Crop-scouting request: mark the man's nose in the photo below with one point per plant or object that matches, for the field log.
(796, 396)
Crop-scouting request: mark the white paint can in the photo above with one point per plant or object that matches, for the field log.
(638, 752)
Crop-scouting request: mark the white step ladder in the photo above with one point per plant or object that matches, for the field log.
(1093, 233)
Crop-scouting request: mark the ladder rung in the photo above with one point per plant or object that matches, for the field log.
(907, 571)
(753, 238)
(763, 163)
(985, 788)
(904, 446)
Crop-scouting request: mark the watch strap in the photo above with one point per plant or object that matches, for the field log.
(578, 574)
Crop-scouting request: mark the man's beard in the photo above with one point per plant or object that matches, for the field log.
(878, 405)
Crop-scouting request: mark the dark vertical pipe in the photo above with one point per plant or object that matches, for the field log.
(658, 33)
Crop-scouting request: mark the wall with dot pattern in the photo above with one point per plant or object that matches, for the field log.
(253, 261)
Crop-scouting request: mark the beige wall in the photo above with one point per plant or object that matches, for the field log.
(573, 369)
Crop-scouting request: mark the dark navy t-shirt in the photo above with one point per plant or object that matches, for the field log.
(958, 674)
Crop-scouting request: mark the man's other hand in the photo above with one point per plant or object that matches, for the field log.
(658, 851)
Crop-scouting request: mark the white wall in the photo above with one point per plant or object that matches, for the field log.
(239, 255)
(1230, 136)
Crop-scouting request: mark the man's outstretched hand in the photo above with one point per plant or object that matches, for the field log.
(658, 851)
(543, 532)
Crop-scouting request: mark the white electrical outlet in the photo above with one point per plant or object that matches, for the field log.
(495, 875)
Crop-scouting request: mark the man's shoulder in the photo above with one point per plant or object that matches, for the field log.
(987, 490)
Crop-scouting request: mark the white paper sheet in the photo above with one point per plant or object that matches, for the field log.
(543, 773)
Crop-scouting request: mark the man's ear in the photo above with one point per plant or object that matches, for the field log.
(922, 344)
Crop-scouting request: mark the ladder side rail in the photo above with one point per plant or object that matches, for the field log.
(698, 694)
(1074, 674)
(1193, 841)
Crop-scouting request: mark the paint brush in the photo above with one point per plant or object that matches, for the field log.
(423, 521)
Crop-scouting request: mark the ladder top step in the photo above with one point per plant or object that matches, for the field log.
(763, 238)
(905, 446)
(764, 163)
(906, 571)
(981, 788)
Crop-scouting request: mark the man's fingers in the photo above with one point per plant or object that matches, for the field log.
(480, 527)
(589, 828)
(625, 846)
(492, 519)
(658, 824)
^^^^^^^^
Problem description: Copy out the rows from the line containing "Crop-scouting request: mark the beige" up to and including the line containing "(1230, 136)". Keep the wording of each line unchanged and shift every coordinate in the answers by adding 11.

Response to this task:
Crop-scouting request: mark the beige wall in the photo above with one point per plant or object that matches, for the field log.
(584, 380)
Crop-scouting request: mark the dark navy t-shirt in the photo above with one point per plant or object that matches, for the field log.
(969, 685)
Crop-scouting request: mark the man's other hand in the photo above with one point per plant or object that matches, for the field log.
(669, 862)
Crop-scouting request: mark the white wall in the photo above with one point per plant or object that matches, for the field log.
(250, 266)
(1241, 147)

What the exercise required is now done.